• [PASSAGE]
-- Opening Marker --
Kielan Arblastar, our Policy Involvement Assistant
On May 30 2018, President Donald Trump signed a bill which will give terminally ill patients the right to try clinical treatments not yet approved by the US Government.
The Bill prescribes patients with the right to try investigational drugs which only require approval from their physician and the drug manufacturer.
Quicker access to new clinical treatments is fundamental for improved survival rates for brain tumour patients. Only 25% of patients diagnosed with a glioblastoma, the most aggressive and common high-grade brain tumour, are expected to survive past a year and only 5% will live past five years.
The announcement could offer hope for brain tumour patients who have exhausted all other treatment options, empowering them to choose potentially life-saving drugs which have yet to secure regulatory approval.
How it works
The Right to Try Bill (RTT) attempts to circumvent the Food and Drug Administration’s (FDA) application process, where prescription of experimental drugs is only processed under “compassionate use”.
It will safeguard both companies and doctors from legal challenges derived from prescribing unapproved treatments to patients.
Historically, in order for treatment drugs to be approved by the FDA, drugs must go through a series of clinical trial phases.
Firstly, a drug’s manufacturer must demonstrate it is safe for human use whereby trials can have as little as 30 patients as test subjects.
30% of all clinical drug treatments do not move to the next trial stage.
The second phase tests how effective the drug treatment is for the condition it is designed for. It is of paramount importance this stage phases out drugs which have severe or permanent side-effects.
Only an apparent 33% of drugs reach the last stage, where drug manufacturers must test the product’s viability on 300 to 3,000 patients. This last trial process may take up to four years.
There is disagreement over the Bill’s necessity, however. The FDA approved 99% of patient applications for access to clinical drug treatments since 2009, where requests are usually granted within a matter of a few days.
Proponents of RTT argue, however, the FDA’s compassionate use exceptions are only granted to a fraction of those who need it – 1,200 patients a year – because the application process is expensive, time-consuming and complicated.
-- Closing Marker --
• [APPLY WHAT YOU READ]
**A.** In the article on the Right to Try Bill, on what date did President Donald Trump sign the bill?
**B.** According to the article on the Right to Try Bill, what three qualities do proponents attribute to the FDA's application process for compassionate use?
**C.** Resume the article on the Right to Try Bill, beginning directly after its final sentence.

• [DATA]
-- Opening Marker --
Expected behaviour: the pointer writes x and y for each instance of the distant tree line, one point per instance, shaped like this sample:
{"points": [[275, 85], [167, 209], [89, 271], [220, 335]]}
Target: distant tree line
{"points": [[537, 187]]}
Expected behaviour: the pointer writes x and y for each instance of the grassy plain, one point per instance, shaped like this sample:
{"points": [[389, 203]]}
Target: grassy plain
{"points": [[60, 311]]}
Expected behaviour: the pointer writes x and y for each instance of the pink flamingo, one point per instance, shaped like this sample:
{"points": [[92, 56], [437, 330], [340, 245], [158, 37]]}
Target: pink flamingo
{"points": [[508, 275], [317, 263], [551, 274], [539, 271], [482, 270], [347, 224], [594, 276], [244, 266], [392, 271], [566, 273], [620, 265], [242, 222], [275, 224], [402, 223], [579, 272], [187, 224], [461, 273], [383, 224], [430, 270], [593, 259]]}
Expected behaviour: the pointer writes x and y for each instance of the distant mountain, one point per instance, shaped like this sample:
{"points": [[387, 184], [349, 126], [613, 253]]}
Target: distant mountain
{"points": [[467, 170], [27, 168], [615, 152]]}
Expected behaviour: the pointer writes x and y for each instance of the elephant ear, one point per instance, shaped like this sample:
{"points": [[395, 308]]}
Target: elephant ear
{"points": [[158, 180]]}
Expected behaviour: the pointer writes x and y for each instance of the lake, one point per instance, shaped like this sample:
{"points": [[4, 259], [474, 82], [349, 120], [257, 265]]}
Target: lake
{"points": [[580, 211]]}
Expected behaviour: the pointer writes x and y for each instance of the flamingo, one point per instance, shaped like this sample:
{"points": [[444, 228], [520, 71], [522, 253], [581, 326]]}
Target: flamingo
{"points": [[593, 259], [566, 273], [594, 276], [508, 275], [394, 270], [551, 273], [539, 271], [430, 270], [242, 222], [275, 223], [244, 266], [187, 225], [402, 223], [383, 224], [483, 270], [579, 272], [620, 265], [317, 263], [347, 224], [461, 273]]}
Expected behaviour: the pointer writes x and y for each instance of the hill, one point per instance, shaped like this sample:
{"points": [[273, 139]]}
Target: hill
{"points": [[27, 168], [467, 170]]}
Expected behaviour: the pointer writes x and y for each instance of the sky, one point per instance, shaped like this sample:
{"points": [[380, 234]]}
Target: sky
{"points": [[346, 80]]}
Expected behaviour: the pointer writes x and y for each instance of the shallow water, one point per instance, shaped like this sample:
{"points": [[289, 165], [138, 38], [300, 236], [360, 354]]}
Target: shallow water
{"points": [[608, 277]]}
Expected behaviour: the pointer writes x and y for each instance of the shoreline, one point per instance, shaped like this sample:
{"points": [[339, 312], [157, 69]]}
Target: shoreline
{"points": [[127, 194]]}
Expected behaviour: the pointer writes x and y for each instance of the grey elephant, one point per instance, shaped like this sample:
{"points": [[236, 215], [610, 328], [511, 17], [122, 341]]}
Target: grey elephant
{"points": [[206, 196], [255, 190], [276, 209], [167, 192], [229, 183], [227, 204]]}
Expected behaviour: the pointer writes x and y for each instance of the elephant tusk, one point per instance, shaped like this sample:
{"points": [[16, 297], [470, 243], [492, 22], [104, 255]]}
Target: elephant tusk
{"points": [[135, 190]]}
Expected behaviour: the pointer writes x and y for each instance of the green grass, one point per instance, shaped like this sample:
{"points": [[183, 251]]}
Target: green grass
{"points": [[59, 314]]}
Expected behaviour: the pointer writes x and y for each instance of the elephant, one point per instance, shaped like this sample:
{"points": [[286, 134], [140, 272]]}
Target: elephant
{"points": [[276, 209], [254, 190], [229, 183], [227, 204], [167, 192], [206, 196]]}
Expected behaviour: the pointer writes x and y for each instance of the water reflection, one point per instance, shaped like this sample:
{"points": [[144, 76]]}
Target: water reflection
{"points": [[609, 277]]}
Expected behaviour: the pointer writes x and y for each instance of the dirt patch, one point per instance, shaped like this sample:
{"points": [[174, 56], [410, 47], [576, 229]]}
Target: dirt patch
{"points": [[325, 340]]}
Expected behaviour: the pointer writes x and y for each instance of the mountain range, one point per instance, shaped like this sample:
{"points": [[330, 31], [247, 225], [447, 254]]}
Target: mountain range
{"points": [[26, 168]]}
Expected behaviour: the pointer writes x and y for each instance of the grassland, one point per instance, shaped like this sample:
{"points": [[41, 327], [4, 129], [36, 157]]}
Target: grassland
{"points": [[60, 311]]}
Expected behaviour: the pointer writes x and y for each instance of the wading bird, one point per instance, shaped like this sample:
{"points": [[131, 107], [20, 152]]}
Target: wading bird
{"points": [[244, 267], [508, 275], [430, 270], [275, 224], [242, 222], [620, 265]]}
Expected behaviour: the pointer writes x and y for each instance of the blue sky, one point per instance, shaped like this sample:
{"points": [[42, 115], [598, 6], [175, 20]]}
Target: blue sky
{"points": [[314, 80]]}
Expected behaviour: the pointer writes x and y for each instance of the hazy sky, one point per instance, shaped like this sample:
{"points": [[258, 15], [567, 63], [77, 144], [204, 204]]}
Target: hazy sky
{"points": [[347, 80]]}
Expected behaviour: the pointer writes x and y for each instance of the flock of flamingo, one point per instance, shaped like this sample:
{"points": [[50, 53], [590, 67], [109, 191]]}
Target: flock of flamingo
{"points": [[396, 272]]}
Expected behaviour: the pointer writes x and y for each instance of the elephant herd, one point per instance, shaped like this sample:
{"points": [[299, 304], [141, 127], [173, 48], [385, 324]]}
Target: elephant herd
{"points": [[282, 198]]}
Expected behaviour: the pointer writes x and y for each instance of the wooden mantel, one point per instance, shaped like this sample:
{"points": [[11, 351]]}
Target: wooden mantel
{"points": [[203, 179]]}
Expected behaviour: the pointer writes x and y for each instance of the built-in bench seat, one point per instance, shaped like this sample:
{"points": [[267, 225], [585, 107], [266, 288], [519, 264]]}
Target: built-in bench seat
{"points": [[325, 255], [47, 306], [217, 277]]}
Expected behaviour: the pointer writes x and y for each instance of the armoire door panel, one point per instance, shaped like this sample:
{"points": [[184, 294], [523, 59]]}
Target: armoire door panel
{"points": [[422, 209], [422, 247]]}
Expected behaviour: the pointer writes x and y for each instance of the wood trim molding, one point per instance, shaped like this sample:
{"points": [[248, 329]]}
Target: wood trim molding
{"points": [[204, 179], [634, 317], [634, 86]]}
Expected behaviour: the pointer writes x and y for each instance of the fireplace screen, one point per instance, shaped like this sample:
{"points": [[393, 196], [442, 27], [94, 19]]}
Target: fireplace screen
-- Closing Marker --
• [YOUR WRITTEN ANSWERS]
**A.** May 30, 2018.

**B.** Expensive, time-consuming, and complicated.

**C.**
If there is a promising treatment available, it can take more than 10 years for it to pass the clinical trial process and become available for patients.
Is it the UK’s turn?
Given both RTT’s potential advantages and shortcomings, is it time for the UK to have the right to try?
The UK already has something similar to RTT in place already – the Accelerated Access Pathway (AAC).
From April 2018, five medical devices or drugs will be selected for a fast-track process each year, meaning clinical drug treatments will be more readily available for uptake on the NHS.
The hope is twofold; it is intended to help provide clinical treatments for diseases such as dementia and cancer but also to put the UK on the trial location map.
One pressing issue is the accelerated process will only apply to the NHS and not the regulatory parameters surrounding new drug treatments.
There will still be in place a lengthy process of securing regulatory approval from either the European Medicines Agency or the UK Medicines and Healthcare products Regulatory Agency, both of which require the completion of a clinical trial process for safety and efficacy purposes.
Whether the UK should decide to press on with the AAC or develop a new initiative of accelerated clinical drug treatments remains a debate to be had, but time is limited – the NHS and regulatory bodies must weigh up the harm to patients from unexpected side-effects versus the ever pressing need to implement access to potentially life-saving treatment.
What is clear is that patient voice should be at the centre of any debate on this.